### Work instructions
1. In the article on gasoline prices, condense the paragraph beginning "“I think the President suffers" into a short bulleted list that keeps its main points.
2. Transcribe the passage of the article on gasoline prices from "Obama’s Devious Plan" to "in many states.".
3. Answer these questions using the article on gasoline prices:
(a) Which poll registered the 41 percent approval rating?
(b) Which news organization did Mike Murphy speak to?
(c) What per-barrel oil price range could finish the U.S. economy, according to some?

### Text block
··········

Obama’s Devious Plan to Crush Gasoline Prices

In an election year reminiscent of George H. W. Bush’s 1992, recent polls reveal President Obama’s sudden drop in approval ratings can be directly tied to the economy, but more precisely, to gasoline prices.

Three polls conducted in March show the President dropping sharply among those who approve of his performance, with the NY Times/CBS News poll registering the lowest and most dismal 41 percent approval rating. Sign-up for my 100% FREE Alerts

Details of the three surveys strongly suggest that Americans, though still upset about the lack of well-paying jobs, are most angry about rising gas prices—which have risen to levels hovering $4.00 in many states.

Republican consultant Mike Murphy told Bloomberg News that on top of a stalled U.S. economy and disappointing jobs picture, gas prices are destroying an already-tight family budget.

“I think the President suffers from a lack of public confidence in his economic leadership,” Murphy stated in an email. “Any bad economic news, in this case soaring gas prices, triggers a fast decline in his numbers. He lacks any reserve of support on economic issues to fall back on. This is a definite sign of political vulnerability.”

Not unlike the Operation Desert Storm of 1990, oil prices are expected to rise sharply if the U.S. executes a military strike on Iran, which would then not surprisingly lead to even greater economic woes for a troubled U.S. economy.  Some have even suggested that a spike in the price of oil to the $150 – $200 per barrel level this year could finish the U.S. economy, leading to a dollar crisis.

··········

### Extracted entries
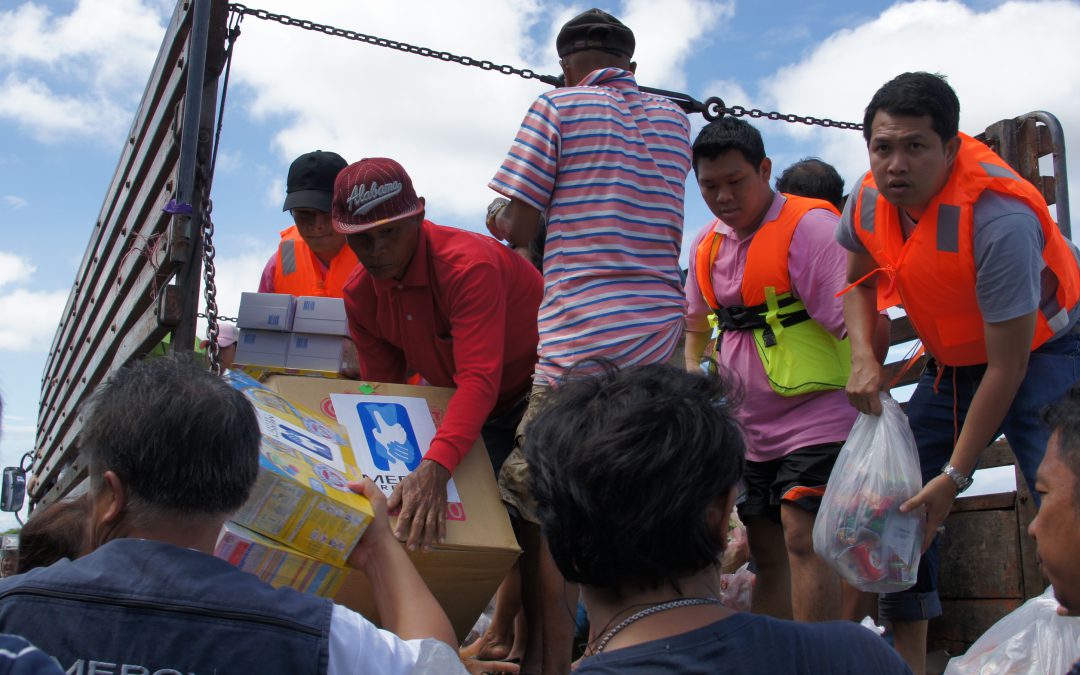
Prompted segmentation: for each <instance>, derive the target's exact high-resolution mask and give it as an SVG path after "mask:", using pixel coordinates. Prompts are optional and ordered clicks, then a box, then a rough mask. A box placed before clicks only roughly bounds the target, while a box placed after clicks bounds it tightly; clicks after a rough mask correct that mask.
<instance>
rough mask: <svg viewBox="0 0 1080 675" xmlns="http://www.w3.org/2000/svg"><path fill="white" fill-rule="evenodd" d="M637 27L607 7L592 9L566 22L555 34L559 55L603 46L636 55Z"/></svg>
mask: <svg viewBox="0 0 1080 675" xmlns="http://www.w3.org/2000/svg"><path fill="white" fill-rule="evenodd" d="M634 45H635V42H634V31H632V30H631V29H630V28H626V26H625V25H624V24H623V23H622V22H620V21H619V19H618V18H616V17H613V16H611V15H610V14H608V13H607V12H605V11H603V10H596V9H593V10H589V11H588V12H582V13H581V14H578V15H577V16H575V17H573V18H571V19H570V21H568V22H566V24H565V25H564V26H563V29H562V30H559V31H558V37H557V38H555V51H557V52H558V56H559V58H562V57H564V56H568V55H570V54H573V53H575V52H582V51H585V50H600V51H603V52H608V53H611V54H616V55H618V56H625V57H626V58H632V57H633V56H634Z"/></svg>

··········

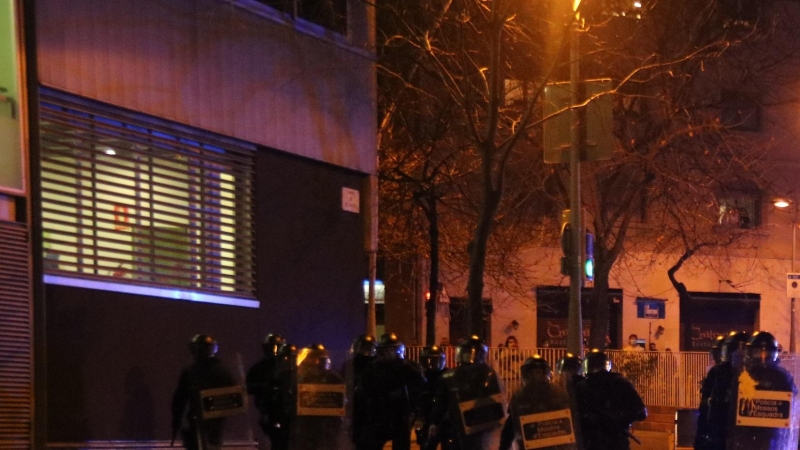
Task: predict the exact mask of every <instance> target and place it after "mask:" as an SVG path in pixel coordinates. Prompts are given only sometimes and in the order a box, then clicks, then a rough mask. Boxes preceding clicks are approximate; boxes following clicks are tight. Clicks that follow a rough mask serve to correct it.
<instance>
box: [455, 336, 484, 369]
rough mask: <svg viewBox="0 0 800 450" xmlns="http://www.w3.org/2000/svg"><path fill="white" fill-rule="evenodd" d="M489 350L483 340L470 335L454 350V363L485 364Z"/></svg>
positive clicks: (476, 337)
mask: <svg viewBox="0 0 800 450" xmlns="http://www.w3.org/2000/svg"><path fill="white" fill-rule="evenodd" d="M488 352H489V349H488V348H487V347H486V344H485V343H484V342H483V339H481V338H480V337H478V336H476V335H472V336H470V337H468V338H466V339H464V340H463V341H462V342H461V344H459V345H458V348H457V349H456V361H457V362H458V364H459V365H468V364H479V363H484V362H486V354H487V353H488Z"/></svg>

··········

### Results of the exercise
1.
- Murphy said the President suffers from a lack of public confidence in his economic leadership.
- Any bad economic news, such as soaring gas prices, sets off a fast decline in his numbers.
- He has no reserve of support on economic issues to fall back on.
- Murphy called this a definite sign of political vulnerability.

2.
Obama’s Devious Plan to Crush Gasoline Prices

In an election year reminiscent of George H. W. Bush’s 1992, recent polls reveal President Obama’s sudden drop in approval ratings can be directly tied to the economy, but more precisely, to gasoline prices.

Three polls conducted in March show the President dropping sharply among those who approve of his performance, with the NY Times/CBS News poll registering the lowest and most dismal 41 percent approval rating. Sign-up for my 100% FREE Alerts

Details of the three surveys strongly suggest that Americans, though still upset about the lack of well-paying jobs, are most angry about rising gas prices—which have risen to levels hovering $4.00 in many states.

3.
(a) The NY Times/CBS News poll.
(b) Bloomberg News.
(c) $150 – $200 per barrel.